## SHORT EXERCISE
Convert the material below into a JSON list of strings, with one string per line and blank lines omitted. Begin at the line that has "Annotate any visible red jeep" and stop after the line that has "[[207, 150, 280, 224], [305, 171, 366, 201]]".

## THE DATA
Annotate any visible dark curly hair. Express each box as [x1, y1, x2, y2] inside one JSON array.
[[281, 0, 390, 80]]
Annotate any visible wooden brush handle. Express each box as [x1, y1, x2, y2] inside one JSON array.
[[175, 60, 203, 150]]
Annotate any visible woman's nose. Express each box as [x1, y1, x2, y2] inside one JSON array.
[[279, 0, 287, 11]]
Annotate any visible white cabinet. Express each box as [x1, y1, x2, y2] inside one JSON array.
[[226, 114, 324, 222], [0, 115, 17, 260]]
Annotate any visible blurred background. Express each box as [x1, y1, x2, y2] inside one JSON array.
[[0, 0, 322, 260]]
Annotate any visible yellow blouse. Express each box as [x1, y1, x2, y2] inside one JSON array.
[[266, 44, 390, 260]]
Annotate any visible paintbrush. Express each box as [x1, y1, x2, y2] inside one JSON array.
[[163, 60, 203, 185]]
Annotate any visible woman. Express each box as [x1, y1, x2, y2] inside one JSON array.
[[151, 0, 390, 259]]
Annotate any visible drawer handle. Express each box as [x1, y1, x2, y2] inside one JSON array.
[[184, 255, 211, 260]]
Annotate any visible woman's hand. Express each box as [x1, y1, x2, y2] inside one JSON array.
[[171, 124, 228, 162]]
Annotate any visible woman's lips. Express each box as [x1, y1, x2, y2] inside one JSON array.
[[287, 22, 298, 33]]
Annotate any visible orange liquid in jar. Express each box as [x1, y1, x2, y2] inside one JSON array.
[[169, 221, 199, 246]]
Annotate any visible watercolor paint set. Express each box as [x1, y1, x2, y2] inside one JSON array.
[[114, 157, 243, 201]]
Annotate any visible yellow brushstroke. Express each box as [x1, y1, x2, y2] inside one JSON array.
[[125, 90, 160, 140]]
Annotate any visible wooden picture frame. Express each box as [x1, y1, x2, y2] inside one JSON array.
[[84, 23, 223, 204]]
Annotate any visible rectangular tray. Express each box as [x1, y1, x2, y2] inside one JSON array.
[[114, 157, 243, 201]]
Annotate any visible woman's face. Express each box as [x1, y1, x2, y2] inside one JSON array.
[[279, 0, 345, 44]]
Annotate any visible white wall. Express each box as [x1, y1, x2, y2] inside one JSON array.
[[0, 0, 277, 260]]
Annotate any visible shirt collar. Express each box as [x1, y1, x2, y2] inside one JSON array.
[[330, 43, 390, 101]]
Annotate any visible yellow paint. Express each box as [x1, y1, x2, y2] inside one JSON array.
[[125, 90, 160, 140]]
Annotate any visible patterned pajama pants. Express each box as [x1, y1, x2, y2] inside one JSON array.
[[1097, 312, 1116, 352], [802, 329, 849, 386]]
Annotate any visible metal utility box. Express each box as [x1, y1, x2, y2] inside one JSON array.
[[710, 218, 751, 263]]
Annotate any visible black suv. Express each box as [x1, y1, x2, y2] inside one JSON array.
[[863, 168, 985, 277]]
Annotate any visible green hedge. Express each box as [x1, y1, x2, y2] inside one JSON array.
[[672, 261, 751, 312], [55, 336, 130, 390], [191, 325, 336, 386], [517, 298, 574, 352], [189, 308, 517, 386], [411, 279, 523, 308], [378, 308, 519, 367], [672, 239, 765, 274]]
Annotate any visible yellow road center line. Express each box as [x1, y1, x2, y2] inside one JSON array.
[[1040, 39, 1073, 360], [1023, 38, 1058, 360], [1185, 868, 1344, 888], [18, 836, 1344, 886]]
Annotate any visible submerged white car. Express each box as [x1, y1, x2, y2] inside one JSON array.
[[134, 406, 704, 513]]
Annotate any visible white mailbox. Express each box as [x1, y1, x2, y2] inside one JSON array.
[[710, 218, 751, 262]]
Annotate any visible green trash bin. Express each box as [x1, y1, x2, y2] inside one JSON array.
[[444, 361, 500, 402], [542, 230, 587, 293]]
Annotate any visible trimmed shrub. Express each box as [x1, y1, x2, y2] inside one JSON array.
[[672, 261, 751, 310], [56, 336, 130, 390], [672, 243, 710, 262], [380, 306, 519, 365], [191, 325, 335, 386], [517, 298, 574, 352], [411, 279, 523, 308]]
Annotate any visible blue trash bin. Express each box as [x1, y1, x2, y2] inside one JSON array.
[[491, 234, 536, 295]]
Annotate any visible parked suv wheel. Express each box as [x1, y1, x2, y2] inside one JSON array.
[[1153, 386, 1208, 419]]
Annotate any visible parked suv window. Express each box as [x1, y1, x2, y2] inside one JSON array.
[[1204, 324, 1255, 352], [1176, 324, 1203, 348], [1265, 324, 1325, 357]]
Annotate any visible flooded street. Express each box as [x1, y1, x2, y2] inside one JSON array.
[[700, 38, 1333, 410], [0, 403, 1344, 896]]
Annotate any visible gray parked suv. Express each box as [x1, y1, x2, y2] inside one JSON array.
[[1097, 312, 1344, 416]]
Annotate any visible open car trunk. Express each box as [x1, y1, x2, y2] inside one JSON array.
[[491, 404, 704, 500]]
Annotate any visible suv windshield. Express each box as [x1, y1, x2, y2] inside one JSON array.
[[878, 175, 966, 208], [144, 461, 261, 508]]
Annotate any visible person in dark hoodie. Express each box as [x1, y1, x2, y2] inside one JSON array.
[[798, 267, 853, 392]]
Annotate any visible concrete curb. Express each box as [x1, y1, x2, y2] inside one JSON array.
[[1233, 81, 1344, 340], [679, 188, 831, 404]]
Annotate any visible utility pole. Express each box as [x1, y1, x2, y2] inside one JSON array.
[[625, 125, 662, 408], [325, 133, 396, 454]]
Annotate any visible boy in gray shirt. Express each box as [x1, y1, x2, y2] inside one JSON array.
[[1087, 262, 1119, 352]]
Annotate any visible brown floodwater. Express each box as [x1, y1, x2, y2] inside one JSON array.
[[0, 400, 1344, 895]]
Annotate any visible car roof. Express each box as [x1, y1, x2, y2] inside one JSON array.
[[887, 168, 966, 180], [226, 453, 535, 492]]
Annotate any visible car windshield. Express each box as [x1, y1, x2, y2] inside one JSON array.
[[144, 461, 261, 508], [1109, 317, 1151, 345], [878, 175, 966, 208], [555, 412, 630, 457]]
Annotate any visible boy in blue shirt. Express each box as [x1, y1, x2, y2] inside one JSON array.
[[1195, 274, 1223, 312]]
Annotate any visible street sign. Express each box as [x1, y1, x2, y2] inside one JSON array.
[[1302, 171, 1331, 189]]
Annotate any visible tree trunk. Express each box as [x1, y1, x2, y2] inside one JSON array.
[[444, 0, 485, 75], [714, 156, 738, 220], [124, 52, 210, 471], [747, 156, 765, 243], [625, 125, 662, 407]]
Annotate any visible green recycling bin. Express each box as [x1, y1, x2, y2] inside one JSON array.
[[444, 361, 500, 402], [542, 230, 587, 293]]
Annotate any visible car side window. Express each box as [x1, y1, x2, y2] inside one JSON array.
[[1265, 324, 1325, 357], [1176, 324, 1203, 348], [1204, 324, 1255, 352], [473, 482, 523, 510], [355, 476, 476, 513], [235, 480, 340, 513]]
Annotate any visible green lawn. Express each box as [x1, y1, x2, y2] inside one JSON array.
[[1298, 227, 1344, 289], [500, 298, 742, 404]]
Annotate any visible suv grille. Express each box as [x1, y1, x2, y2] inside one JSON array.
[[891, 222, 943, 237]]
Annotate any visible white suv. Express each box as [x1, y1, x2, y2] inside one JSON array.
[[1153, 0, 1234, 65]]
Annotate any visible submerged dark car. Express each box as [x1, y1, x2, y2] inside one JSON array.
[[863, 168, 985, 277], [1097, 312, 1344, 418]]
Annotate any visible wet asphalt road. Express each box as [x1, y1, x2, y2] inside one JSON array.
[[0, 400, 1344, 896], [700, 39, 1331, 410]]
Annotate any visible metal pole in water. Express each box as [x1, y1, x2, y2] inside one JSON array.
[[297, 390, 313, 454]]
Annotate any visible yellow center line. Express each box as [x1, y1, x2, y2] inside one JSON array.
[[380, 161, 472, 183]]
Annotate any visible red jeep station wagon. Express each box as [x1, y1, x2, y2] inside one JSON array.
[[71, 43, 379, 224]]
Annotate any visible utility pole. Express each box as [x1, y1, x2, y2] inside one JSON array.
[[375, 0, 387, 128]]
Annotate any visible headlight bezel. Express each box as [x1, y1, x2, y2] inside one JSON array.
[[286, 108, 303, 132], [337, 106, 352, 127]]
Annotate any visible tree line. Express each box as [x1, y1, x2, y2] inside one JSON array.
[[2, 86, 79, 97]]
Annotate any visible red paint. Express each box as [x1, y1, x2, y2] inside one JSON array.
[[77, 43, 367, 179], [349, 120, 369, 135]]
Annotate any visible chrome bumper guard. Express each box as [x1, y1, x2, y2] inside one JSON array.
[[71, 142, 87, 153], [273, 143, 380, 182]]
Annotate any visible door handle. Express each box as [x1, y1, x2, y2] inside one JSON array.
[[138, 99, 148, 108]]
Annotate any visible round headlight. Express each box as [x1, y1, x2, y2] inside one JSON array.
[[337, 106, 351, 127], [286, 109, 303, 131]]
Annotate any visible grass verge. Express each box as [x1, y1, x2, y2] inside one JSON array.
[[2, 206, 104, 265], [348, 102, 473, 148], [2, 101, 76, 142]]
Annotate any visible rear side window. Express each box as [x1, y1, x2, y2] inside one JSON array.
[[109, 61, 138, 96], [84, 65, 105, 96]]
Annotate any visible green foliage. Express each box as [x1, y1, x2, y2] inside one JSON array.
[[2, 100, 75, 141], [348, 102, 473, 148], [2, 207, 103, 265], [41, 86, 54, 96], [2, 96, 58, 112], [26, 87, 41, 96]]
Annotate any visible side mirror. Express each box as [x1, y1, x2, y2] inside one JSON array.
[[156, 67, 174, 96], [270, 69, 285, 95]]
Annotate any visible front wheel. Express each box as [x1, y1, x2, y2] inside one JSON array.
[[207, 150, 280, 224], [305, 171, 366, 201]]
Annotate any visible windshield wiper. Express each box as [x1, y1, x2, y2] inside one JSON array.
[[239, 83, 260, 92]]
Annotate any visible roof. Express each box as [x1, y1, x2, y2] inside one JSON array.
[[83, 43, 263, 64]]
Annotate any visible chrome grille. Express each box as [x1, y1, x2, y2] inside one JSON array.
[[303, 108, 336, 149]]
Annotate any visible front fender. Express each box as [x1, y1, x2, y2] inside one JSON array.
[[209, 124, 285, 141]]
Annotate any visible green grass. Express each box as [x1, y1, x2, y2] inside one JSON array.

## EXPECTED OUTPUT
[
  "Annotate any visible red jeep station wagon. Express each box as [x1, y1, x2, y2] inside one JSON array.",
  "[[71, 43, 379, 224]]",
  "Annotate any visible utility pole. Express each box as [x1, y1, x2, y2] inside one JSON array.",
  "[[375, 0, 387, 128]]",
  "Annotate any visible headlight bezel. Express each box as [x1, y1, x2, y2] inside one JSON array.",
  "[[286, 108, 303, 132], [337, 106, 352, 127]]",
  "Annotate any visible tree line. Express each box as [x1, y1, x2, y2] inside one JSON array.",
  "[[2, 86, 79, 97]]",
  "Annotate any visible red paint. Express each box as [x1, y1, x2, y2] inside one JSON array.",
  "[[77, 43, 367, 179], [349, 120, 369, 135]]",
  "Annotate any visible chrome bumper guard. Express each box as [x1, y1, x2, y2] inside one JSON array.",
  "[[71, 142, 87, 153], [273, 143, 380, 182]]",
  "Annotate any visible door handle. Express each box as [x1, y1, x2, y2] inside one JSON array.",
  "[[138, 99, 148, 108]]",
  "Annotate any visible round headlight. Express each box as [x1, y1, x2, y2] inside one JSON array.",
  "[[337, 106, 351, 127], [286, 109, 303, 131]]",
  "Annotate any visible grass verge. Express each box as [x1, y1, x2, y2] inside one JSON array.",
  "[[2, 206, 104, 265], [348, 102, 473, 148], [2, 101, 76, 142]]",
  "Annotate any visible rear side window. Express each box as [x1, y1, x2, y2] inside one JSON array.",
  "[[109, 61, 138, 96], [84, 65, 105, 96]]",
  "Annotate any visible green foliage. Express each box as [x1, y1, x2, y2] inside one JSON array.",
  "[[2, 100, 75, 141], [348, 102, 473, 148], [2, 207, 103, 265], [41, 86, 54, 96], [2, 96, 58, 112], [26, 87, 41, 96]]",
  "Annotate any visible side mirror. Express each box as [x1, y1, x2, y2] inside one JSON array.",
  "[[156, 67, 174, 96], [270, 69, 285, 95]]",
  "Annotate any visible front wheel. Express each box as [x1, y1, x2, y2] inside one JSON array.",
  "[[207, 150, 280, 224], [305, 171, 366, 201]]"
]